> [Task prompt]:
How many lines in the records below contain the word "hair", with case counting? Give only the number.
--- BEGIN Material for this task ---
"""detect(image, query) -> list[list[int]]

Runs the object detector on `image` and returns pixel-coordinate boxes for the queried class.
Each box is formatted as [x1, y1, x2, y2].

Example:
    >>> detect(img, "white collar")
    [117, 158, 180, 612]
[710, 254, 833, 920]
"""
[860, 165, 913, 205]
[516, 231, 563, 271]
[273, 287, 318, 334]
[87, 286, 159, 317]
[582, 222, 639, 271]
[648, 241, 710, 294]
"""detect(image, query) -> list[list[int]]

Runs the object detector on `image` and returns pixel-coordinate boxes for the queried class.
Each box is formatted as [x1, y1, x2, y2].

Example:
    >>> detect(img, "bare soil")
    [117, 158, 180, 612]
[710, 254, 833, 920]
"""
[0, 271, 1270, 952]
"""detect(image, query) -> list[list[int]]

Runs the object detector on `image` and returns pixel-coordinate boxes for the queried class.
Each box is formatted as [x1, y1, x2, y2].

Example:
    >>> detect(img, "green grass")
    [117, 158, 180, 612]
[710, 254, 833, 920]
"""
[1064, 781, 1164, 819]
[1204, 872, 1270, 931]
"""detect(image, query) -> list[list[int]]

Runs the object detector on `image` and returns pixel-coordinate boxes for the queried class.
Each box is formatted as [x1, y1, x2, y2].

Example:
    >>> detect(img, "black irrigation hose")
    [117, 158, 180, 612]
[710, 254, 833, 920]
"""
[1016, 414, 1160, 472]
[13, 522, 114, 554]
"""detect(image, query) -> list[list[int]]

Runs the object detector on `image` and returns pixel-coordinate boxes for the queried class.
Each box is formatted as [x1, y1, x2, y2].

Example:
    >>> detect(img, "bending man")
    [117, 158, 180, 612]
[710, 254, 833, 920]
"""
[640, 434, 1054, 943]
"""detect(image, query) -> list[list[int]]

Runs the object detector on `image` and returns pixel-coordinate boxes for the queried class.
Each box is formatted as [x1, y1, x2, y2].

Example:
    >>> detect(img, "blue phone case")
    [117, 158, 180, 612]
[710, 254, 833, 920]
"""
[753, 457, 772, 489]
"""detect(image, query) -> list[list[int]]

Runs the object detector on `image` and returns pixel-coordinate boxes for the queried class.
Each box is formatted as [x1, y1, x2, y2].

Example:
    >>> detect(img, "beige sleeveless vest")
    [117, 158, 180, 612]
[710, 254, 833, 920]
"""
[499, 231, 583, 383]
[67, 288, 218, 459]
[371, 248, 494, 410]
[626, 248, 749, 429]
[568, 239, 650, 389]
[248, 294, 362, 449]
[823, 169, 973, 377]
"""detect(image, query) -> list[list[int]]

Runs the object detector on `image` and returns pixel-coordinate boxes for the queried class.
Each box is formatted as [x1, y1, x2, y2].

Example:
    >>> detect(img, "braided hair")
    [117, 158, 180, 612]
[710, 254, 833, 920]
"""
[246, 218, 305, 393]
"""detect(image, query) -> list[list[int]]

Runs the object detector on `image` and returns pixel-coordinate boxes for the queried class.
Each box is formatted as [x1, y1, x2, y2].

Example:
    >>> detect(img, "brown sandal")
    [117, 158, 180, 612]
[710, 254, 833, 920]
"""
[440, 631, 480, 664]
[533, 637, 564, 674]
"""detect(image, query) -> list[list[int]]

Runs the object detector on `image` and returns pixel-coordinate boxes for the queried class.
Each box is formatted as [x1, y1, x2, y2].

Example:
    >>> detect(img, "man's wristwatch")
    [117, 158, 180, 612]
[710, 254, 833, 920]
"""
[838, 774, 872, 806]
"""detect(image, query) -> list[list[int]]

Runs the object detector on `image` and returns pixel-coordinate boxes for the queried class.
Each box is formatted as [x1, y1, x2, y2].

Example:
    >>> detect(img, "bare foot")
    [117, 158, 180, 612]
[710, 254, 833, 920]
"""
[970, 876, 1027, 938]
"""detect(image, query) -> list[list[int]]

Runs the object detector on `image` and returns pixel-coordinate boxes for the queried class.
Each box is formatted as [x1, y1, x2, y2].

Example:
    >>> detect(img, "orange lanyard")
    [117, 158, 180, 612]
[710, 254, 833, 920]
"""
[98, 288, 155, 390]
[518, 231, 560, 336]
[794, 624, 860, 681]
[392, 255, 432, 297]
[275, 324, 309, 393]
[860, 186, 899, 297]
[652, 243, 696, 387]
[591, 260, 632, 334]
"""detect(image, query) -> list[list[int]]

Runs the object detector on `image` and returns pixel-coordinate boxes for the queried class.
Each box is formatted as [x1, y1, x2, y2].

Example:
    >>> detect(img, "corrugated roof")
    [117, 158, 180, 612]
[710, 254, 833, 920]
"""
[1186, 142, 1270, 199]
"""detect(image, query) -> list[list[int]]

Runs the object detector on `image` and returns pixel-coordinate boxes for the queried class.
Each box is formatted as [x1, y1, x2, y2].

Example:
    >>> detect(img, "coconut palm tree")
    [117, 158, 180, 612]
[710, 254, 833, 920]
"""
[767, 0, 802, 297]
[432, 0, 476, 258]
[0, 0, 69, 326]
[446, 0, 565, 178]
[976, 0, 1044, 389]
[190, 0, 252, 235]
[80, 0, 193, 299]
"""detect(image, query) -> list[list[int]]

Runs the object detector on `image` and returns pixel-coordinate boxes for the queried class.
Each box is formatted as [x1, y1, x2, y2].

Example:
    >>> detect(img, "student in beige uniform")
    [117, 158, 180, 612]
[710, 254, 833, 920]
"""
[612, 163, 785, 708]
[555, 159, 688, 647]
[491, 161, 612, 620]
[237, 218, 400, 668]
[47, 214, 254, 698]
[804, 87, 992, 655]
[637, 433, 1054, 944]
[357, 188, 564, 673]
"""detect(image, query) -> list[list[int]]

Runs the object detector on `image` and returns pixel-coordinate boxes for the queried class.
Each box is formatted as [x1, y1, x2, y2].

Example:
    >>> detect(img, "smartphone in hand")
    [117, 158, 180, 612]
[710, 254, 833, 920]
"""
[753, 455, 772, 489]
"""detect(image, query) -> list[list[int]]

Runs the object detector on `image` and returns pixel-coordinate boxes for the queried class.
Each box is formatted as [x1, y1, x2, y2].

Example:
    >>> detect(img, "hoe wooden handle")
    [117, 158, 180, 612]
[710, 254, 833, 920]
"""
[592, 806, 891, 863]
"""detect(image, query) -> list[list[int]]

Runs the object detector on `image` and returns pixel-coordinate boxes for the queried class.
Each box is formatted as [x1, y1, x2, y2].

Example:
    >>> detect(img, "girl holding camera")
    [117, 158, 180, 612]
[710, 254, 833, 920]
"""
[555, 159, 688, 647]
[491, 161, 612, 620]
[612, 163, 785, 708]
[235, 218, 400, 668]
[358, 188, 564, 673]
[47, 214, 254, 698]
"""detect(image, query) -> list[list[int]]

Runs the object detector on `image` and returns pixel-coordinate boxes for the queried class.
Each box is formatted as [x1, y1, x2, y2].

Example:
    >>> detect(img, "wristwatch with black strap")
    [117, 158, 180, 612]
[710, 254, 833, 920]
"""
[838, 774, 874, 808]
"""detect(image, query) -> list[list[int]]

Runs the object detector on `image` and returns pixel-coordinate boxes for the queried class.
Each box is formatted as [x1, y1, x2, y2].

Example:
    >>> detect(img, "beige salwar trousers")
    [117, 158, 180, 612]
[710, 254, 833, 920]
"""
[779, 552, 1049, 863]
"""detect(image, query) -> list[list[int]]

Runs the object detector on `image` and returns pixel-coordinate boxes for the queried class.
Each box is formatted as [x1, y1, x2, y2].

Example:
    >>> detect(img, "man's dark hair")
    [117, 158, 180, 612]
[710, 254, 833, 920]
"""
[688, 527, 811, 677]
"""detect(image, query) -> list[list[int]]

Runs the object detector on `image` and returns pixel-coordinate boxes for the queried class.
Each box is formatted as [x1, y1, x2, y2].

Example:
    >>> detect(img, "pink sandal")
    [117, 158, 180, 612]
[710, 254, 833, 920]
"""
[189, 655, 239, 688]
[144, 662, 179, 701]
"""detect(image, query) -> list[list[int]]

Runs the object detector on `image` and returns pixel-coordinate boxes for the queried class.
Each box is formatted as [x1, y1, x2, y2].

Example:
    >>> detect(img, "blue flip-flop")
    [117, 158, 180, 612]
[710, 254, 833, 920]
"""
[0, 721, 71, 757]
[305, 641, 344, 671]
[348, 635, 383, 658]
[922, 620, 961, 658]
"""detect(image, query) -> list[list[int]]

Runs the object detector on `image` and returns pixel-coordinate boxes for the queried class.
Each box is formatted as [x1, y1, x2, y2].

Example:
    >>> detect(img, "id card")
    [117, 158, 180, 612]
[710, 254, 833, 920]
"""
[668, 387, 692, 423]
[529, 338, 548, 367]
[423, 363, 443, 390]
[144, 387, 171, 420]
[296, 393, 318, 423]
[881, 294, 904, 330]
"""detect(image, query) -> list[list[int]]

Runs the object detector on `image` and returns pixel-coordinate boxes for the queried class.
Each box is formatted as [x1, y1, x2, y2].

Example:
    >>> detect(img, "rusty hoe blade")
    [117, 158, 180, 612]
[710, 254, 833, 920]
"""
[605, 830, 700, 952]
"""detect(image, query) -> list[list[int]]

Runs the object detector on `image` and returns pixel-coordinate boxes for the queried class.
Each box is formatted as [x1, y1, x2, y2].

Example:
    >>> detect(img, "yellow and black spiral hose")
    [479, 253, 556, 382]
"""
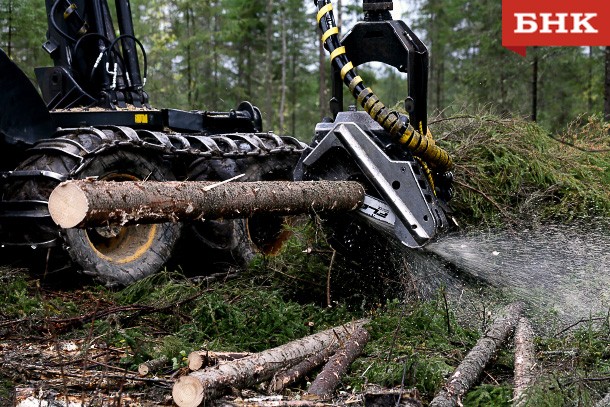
[316, 0, 453, 173]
--- END Material for this task ---
> [Answer to this task]:
2